Request: Extract every one of the lines below word for word, and leave the pictures out of your answer.

(Source data)
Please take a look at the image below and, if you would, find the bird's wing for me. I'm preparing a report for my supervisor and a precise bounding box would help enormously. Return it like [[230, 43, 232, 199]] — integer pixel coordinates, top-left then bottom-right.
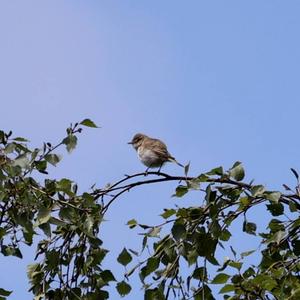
[[145, 139, 171, 160]]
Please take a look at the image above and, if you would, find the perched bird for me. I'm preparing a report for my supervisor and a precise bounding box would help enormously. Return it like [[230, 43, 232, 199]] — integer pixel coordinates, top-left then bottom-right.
[[128, 133, 184, 172]]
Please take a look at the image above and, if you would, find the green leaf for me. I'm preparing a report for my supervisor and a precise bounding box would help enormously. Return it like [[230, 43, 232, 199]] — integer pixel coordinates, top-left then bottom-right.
[[80, 119, 99, 128], [13, 136, 29, 142], [126, 219, 137, 229], [117, 248, 132, 266], [36, 207, 51, 226], [251, 185, 265, 197], [229, 161, 245, 181], [100, 270, 116, 283], [140, 257, 160, 279], [171, 223, 186, 241], [62, 134, 77, 152], [173, 185, 189, 198], [147, 226, 161, 237], [206, 167, 224, 176], [211, 273, 230, 284], [161, 208, 176, 219], [241, 250, 255, 259], [116, 280, 131, 297], [1, 245, 23, 258], [34, 160, 47, 174], [184, 162, 190, 176], [192, 267, 207, 281], [243, 221, 256, 235], [292, 240, 300, 256], [0, 288, 12, 297], [291, 168, 299, 180], [13, 155, 29, 168], [264, 192, 281, 203], [45, 154, 61, 166], [219, 229, 231, 242], [219, 284, 234, 294], [228, 260, 243, 270], [267, 203, 284, 216]]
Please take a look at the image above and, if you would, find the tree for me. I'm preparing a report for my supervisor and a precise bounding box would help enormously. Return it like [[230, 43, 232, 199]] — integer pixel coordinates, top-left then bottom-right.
[[0, 119, 300, 300]]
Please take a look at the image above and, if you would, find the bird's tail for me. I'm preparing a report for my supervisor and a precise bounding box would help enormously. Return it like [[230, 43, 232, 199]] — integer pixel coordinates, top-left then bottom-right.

Correct result:
Please take a look at the image below and, if you would, find the bird's wing for me. I'm preparing a report for my supervisor and a precise bounding box would help enormously. Return it like [[230, 43, 232, 199]] — integer pixel coordinates, top-left then bottom-right.
[[145, 139, 171, 160]]
Please take a look at the image above and, if you would, find the perched bird for me. I'm preparing a report for my supervisor and a precise bounding box would help enormously. Return it like [[230, 43, 232, 199]] — integer pixel coordinates, top-left then bottom-right.
[[128, 133, 184, 172]]
Please take a look at the image above and, if you would, find the green leaf for me. I'm preparing a report for my supervisor and a precise bounding box would help enormously. Return it like [[230, 43, 232, 199]] — integer pixel coordinates, top-left then bottom-right.
[[80, 119, 99, 128], [13, 136, 29, 142], [126, 219, 137, 229], [117, 248, 132, 266], [36, 207, 51, 226], [251, 185, 265, 197], [229, 161, 245, 181], [100, 270, 116, 283], [140, 257, 160, 279], [171, 223, 186, 241], [62, 134, 77, 152], [173, 185, 189, 198], [147, 226, 161, 237], [206, 167, 224, 176], [211, 273, 230, 284], [161, 208, 176, 219], [241, 250, 255, 259], [116, 280, 131, 297], [1, 245, 23, 258], [34, 160, 47, 174], [184, 162, 190, 176], [192, 267, 207, 281], [243, 221, 256, 235], [292, 240, 300, 256], [0, 288, 12, 297], [291, 168, 299, 180], [13, 155, 29, 168], [264, 192, 281, 203], [45, 154, 61, 166], [219, 229, 231, 242], [219, 284, 234, 294], [228, 260, 243, 270], [267, 203, 284, 216]]
Please take a look at the image above and, if you would, find the tree for me. I'm preparing a report for my supervisor and a precise bounding box would help enormously. Return it like [[230, 43, 232, 199]] — integer pixel coordinates, top-left then bottom-right.
[[0, 119, 300, 300]]
Please take a look at the image above and, if you would, find the bird's tail for me. I'm preparing a report for my supervisor and a precise bounding box would help enormously. Return it like [[230, 43, 232, 199]] — integer pixel coordinates, top-left then bottom-right.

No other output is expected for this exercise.